Extract to read:

* Start *

9. It’s true that earlier MSS aren’t necessarily better than later MSS. Obviously an 8C MS isn’t automatically better than a 9C MS. But when we’re talking about the NT papyri, I do think there’s a presumption that earlier is better because they are so chronologically close to the Urtext.  

I’m glad the author recognizes that newer manuscripts can preserve older readings. This much is fact. In terms of the Papyri, I’m not sure what that has to do with the conversation. There are less than 150 published Papyri (most of them scraps), and there aren’t enough of them to make a whole New Testament. Not to mention that there are Byzantine readings in the Papyri. Eldon J Epp calls the 20th century the “period of the papyri” and an “interlude” in the scheme of Textual Scholarship, because what came before and after is more significant. Perhaps the author could provide some examples of how the Papyri have changed the grand scheme of textual criticism.

10. Reformed TR proponents operate with an arbitrary notion of divine providence regarding the preservation of the text. They act like special providence singles out the TR rather than the Byzantine text or the NT papyri or the DDS or Codex Vaticanus. But why would providence only extend to the preservation of the text in the TR?  Likewise, the reason OT textual critics sometimes prefer the LXX to the MT is because the LXX translators had an earlier text than the Massoretes. So they had a text that might well preserve the original reading in some cases where the MT lost it.  

I’m not sure I would say it’s “arbitrary”. The Masoretic Hebrew and Greek Received Texts are the texts that were used almost exclusively among the protestants for translation, commentary, and theological works from the Reformation into the modern period. Chances are, if you have any works of the Puritans and the Post-Reformation Divines, they are using this text. If you adhere to a confession, they used the “arbitrary” text. Most theological works and commentaries into the 20th century use the AV and underlying texts. Some might argue that this is simply because they did not have the modern critical text, but isn’t that the point? God works in time, and in time, the church had the Traditional Text. Further, the argument against the Masoretic Text is curious, because there aren’t really any other Hebrew Texts to point to. The Reformed Confessions set the standard at the Greek and Hebrew texts being immediately inspired. If we don’t have those texts, what do we have? If the argument is that the LXX preserves original readings, is that not the argument you have problems with as it pertains to King James Onlyists? If a translation can preserve authentic readings, what exactly is the problem you have with your view of KJVO? Translations can give valuable insight in supporting readings with slim manuscript support, but supplying a reading from a translation is exactly the kind of argument Ruckman and Gipp make when they suppose the KJV should correct the Greek and Hebrew. There is an important nuance between supplying a reading from a translation that does not agree with the original texts and supporting a slimly attested reading in the original languages by way of versional evidence.

11. I’m no expert (something I share in common with Reformed TR proponents), but it seems to be that appeal to the Majority text is a statistical fallacy. If more MSS were produced by a particular locality, and more of those survive, that just means our extant MSS oversample a local textual tradition. Their numerical preponderance in itself creates no presumption that it’s more representative. Rather, that may simply be a geographical and historical accident. So the larger sample is an arbitrary sample. The fact that we have a larger sample of that textual tradition is random in the sense that it’s a coincidence of geography and the ravages of time. The Majority text may well be unrepresentative because a local textual tradition is overrepresented.

* End *

Problems and tasks:
• a. In the passage on biblical manuscripts, what two terms does Eldon J Epp use for the 20th century?
• b. Copy the passage on biblical manuscripts word for word between "9. It’s true" and "to the Urtext.", inclusive.
The lines that come next have no connection to the passage on biblical manuscripts.

Given data:
* Start *

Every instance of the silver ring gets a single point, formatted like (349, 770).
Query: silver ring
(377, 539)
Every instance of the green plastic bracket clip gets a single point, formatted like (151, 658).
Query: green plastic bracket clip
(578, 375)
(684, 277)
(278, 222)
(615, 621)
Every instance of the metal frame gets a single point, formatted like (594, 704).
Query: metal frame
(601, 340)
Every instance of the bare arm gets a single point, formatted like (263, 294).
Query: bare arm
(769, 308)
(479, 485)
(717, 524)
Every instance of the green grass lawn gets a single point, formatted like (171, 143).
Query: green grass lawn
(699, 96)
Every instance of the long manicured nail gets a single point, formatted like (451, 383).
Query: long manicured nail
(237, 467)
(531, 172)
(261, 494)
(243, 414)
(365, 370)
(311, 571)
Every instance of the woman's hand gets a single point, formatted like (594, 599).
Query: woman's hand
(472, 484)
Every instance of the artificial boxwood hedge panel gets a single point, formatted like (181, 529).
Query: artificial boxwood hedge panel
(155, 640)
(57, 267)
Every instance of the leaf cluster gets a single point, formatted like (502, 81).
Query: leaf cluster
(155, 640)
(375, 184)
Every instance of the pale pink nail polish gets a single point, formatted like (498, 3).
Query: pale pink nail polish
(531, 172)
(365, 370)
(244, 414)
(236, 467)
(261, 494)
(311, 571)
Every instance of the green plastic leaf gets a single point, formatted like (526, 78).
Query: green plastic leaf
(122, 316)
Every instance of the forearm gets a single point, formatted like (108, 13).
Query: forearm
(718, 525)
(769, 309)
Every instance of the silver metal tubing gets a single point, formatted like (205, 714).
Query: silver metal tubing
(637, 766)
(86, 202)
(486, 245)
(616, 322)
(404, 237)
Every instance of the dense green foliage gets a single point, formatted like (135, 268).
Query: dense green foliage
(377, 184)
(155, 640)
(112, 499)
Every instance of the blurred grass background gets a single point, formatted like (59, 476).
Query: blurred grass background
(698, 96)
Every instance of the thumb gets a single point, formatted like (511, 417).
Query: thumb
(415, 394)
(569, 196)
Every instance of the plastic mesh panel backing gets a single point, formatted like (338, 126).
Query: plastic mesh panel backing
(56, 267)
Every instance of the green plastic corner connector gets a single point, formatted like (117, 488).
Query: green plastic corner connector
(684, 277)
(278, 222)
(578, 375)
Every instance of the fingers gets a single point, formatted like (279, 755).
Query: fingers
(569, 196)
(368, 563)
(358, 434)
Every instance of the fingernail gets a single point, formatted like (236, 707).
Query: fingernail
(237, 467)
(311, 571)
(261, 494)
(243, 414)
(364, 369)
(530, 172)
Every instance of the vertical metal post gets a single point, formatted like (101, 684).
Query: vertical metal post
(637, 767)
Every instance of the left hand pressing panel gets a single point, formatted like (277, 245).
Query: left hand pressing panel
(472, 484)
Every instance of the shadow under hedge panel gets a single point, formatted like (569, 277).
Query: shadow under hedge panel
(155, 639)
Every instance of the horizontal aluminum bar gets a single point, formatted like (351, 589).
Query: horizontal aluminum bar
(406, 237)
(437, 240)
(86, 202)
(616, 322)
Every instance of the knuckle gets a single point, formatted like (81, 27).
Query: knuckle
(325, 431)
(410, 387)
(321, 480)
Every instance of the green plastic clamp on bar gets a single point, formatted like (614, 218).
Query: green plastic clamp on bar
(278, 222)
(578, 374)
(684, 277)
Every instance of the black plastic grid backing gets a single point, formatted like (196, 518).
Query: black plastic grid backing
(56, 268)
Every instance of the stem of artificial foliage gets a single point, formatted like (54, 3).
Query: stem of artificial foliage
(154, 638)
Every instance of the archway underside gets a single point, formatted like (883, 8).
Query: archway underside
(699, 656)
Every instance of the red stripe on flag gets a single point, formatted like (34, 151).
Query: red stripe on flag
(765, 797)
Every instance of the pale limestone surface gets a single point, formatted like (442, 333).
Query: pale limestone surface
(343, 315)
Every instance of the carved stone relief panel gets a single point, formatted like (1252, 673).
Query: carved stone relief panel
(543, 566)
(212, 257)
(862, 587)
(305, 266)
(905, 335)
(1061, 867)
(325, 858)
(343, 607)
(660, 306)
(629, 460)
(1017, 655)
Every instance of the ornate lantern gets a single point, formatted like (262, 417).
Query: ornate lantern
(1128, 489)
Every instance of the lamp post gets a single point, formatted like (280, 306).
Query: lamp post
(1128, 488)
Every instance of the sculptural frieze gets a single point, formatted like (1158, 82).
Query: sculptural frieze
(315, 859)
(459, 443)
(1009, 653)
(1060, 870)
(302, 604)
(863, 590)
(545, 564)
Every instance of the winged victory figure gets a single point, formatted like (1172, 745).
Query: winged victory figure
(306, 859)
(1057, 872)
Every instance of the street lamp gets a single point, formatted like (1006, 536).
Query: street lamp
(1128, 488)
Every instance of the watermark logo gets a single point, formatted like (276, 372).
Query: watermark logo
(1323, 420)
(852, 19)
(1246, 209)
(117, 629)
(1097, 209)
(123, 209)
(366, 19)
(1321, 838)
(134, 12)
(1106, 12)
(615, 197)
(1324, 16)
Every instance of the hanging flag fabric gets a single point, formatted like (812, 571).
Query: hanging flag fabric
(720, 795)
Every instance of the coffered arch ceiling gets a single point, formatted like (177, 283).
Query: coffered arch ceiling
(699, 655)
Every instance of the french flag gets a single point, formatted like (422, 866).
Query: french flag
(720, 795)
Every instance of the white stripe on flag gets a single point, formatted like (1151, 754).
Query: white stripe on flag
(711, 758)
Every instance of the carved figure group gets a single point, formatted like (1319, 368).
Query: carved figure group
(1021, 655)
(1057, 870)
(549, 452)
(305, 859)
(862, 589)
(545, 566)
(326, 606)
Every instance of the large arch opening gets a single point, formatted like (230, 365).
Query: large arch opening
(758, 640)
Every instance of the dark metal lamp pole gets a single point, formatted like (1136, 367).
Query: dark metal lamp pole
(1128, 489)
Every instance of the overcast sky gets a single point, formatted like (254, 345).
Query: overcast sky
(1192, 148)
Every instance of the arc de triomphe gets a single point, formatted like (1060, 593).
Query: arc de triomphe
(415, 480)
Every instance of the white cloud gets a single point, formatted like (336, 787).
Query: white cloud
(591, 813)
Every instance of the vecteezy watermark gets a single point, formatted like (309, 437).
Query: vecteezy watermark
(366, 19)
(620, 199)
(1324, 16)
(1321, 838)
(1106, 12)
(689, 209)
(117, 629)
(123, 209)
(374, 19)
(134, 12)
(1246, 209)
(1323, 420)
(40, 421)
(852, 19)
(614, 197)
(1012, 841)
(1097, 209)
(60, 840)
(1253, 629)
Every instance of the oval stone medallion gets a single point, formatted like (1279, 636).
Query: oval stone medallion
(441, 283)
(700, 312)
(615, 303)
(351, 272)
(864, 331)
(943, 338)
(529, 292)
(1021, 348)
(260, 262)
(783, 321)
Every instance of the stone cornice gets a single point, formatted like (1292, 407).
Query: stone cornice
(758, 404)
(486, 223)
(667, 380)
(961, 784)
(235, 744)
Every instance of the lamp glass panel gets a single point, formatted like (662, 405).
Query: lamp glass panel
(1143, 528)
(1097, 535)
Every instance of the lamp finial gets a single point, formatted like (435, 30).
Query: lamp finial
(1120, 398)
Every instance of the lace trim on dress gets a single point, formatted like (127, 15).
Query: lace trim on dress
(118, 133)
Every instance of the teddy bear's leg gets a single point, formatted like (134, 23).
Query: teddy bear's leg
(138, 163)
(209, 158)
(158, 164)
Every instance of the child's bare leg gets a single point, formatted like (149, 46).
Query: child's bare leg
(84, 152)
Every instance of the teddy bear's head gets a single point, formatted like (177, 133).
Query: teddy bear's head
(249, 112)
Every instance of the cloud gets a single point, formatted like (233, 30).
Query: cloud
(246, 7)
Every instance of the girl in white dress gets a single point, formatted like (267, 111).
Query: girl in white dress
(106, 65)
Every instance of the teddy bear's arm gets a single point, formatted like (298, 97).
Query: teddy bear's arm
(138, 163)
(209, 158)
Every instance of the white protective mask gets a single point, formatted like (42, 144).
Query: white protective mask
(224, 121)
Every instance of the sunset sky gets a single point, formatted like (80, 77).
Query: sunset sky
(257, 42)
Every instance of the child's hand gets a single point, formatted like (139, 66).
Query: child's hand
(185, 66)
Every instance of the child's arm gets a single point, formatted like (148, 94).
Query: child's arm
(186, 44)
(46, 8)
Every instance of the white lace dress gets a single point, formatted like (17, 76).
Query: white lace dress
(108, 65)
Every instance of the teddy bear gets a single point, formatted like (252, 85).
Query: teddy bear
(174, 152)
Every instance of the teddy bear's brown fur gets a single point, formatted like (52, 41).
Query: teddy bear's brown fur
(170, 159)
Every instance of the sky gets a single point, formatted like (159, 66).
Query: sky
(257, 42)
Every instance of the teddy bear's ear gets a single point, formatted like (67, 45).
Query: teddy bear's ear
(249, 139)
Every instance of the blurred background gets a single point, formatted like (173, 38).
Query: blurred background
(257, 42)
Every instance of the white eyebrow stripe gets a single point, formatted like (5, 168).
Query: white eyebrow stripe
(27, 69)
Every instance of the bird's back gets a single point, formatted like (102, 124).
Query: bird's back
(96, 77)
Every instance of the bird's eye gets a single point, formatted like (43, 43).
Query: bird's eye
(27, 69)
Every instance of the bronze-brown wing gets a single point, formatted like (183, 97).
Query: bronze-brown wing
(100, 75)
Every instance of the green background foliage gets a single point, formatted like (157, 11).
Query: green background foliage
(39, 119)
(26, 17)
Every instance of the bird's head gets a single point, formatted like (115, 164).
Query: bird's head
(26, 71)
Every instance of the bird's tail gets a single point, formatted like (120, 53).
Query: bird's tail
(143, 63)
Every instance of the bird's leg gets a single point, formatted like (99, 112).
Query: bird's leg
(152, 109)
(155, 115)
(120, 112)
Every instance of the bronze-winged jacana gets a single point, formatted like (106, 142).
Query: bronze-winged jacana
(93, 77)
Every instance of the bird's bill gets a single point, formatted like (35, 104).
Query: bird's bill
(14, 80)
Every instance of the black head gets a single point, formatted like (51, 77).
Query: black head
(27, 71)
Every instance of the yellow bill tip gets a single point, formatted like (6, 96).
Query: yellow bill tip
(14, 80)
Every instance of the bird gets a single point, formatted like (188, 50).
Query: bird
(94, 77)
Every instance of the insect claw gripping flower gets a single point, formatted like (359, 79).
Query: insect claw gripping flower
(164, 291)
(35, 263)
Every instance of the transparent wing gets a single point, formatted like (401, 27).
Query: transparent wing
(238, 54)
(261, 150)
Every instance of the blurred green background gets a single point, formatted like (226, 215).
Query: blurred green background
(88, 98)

* End *

Answers provided:
• a. He calls it the "period of the papyri" and an "interlude" in the scheme of Textual Scholarship.

• b.
9. It’s true that earlier MSS aren’t necessarily better than later MSS. Obviously an 8C MS isn’t automatically better than a 9C MS. But when we’re talking about the NT papyri, I do think there’s a presumption that earlier is better because they are so chronologically close to the Urtext.